→ **Aufgaben dieser Übung**:
1. Auf welche jährliche Summe könnte die Finanzierungslücke der GKV laut dem Artikel über die Finanzlage der Kranken- und Pflegeversicherung bis 2040 anwachsen?
2. Greifen Sie den Artikel über die Finanzlage der Kranken- und Pflegeversicherung nach seinem letzten Satz auf und schreiben Sie ihn weiter.

→ **Zitierte Passage**:
-=-=-

Politik
IW schlägt Alarm: Bereits 2030 fehlen der Pflegeversicherung rund 8 Mrd Euro
Der demografische Wandel führt dazu, dass die Ausgaben Kranken- und Pflegeversicherung in den nächsten Jahrzehnten steigen und die Einnahmen sinken werden. Dr. Susanna Kochskämper vom Instituts der deutschen Wirtschaft Köln (IW): "Allein der sozialen Pflegeversicherung werden im Jahr 2030 knapp 8 Mrd Euro fehlen – wenn die Politik jetzt nicht gegensteuert."

In den vergangenen Monaten wurde viel über die finanzielle Tragfähigkeit der gesetzlichen Rente diskutiert. Dabei traten die anderen Sozialversicherungszweige in den Hintergrund – doch insbesondere in der gesetzlichen Kranken- und der sozialen Pflegeversicherung sind Reformen ebenso dringend geboten.
Das zeigt auch eine Studie des Instituts der deutschen Wirtschaft Köln (IW). Demnach kommt es bei gleichbleibendem Leistungsniveau und den heutigen Beitragssätzen zu einer enormen Finanzierungslücke in beiden Systemen: Bis 2030 könnte diese Lücke allein in der GKV auf knapp 36 Milliarden Euro pro Jahr anwachsen, bis 2040 dann auf gut 51 Milliarden.
In der Pflegeversicherung werden im Jahr 2030 knapp acht Milliarden und 2040 rund 10 Milliarden Euro im Jahr fehlen.
Der Grund dafür sei der demografische Wandel, so Dr. Susanna Kochskämper, IW-Expertin für die soziale Sicherung. Da die Zahl der älteren Menschen stetig zunimmt, steigt die Zahl der Kranken und Pflegebedürftigen. Gleichzeitig sinken die Einnahmen, weil es immer weniger erwerbstätige Beitragszahler gibt.

-=-=-

→ **Auszüge der Datensätze**:

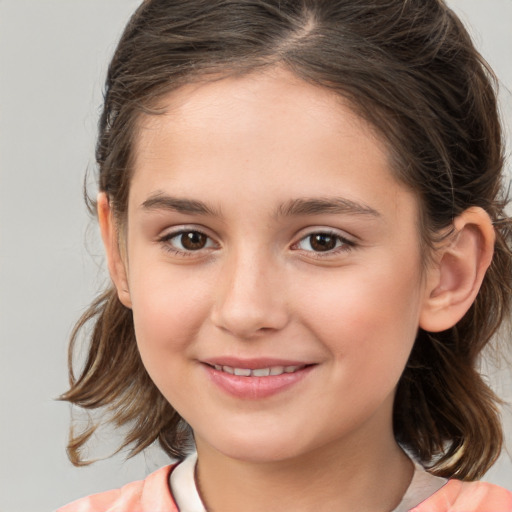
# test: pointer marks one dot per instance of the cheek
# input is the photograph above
(168, 311)
(367, 318)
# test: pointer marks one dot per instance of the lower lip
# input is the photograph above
(255, 388)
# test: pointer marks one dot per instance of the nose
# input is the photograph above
(250, 298)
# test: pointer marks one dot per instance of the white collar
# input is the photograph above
(186, 496)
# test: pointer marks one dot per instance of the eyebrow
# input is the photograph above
(160, 201)
(294, 207)
(317, 206)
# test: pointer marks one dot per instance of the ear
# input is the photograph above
(455, 279)
(116, 263)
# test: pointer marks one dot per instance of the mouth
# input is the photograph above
(256, 379)
(258, 372)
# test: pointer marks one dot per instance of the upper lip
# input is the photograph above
(253, 363)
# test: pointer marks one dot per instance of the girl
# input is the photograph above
(301, 205)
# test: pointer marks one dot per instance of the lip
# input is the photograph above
(252, 387)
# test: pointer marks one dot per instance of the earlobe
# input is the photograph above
(455, 279)
(116, 263)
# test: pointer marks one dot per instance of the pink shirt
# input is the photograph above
(153, 495)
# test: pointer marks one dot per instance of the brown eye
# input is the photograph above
(193, 240)
(186, 242)
(323, 242)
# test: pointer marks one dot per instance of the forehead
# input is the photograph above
(270, 132)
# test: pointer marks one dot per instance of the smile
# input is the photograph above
(258, 372)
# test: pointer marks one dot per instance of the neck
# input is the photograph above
(370, 476)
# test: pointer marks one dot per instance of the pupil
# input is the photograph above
(193, 240)
(322, 242)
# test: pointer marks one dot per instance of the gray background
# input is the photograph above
(53, 56)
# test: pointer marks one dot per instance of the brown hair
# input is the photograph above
(407, 66)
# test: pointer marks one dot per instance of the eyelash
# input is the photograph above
(167, 238)
(342, 244)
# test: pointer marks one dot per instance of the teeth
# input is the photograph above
(244, 372)
(258, 372)
(276, 370)
(261, 372)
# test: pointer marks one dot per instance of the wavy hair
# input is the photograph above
(408, 67)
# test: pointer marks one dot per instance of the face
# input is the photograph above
(273, 267)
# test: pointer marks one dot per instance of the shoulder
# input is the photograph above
(457, 496)
(149, 495)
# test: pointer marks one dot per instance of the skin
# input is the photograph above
(251, 149)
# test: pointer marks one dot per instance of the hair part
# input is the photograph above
(411, 70)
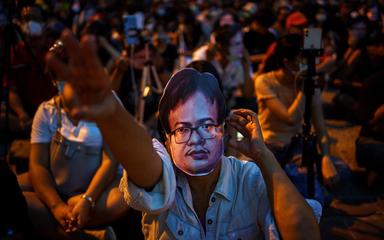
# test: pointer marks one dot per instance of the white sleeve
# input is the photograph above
(41, 126)
(161, 197)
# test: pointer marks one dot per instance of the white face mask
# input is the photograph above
(60, 86)
(33, 28)
(203, 171)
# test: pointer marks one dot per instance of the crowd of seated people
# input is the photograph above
(252, 49)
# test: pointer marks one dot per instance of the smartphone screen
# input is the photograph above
(312, 38)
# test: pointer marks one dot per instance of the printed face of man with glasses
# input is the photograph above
(195, 124)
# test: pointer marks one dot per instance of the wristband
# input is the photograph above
(88, 199)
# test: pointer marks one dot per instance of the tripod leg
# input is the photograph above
(141, 101)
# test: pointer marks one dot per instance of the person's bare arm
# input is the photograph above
(43, 183)
(104, 175)
(293, 216)
(93, 100)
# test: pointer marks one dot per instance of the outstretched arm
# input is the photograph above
(293, 216)
(90, 91)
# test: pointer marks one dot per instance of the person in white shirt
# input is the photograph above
(191, 190)
(72, 182)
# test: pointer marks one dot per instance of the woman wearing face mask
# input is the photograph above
(281, 102)
(72, 182)
(225, 52)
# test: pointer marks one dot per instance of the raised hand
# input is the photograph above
(89, 88)
(246, 122)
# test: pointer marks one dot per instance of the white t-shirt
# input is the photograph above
(275, 130)
(238, 207)
(45, 125)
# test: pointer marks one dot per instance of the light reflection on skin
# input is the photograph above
(198, 156)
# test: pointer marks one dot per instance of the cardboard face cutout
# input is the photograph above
(195, 135)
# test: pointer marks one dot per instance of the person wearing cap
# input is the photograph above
(188, 188)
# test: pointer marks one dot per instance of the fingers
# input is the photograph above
(72, 48)
(247, 116)
(240, 127)
(88, 48)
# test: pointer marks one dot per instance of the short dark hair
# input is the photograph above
(205, 66)
(182, 85)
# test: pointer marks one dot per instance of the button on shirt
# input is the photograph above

-=-=-

→ **Ergebnisse je Aufgabe**:
1. Auf gut 51 Milliarden Euro pro Jahr.

2.
In der Pflege spiele der medizinisch-technische Fortschritt bisher eine eher untergeordnete Rolle. Pflegeleistungen sind sehr personalintensiv, das Rationalisierungspotenzial ist nicht groß. Allerdings sei davon auszugehen, dass die Preise für Pflegeleistungen stärker steigen als die allgemeinen Güterpreise, gerade weil sie personalintensive Leistungen sind. Würde die Lohnentwicklung im Pflegesektor dauerhaft hinter der allgemeinen Lohnentwicklung zurückbleiben, könnte das Leistungsniveau aufgrund von Personalknappheit nicht gehalten werden.
Soll der Leistungsumfang der beiden Versicherungszweige beibehalten werden und bleiben die Steuerzuschüsse konstant, müssten nach den IW-Berechnungen die Beitragssätze steigen: für die Krankenversicherung von aktuell 14,6 Prozent auf 19,2 Prozent in 2040 und für die Pflegeversicherung von derzeit 2,55 Prozent – beziehungsweise 2,8 Prozent für Versicherte ohne Kinder – auf durchschnittlich 3,2 Prozent in 2040.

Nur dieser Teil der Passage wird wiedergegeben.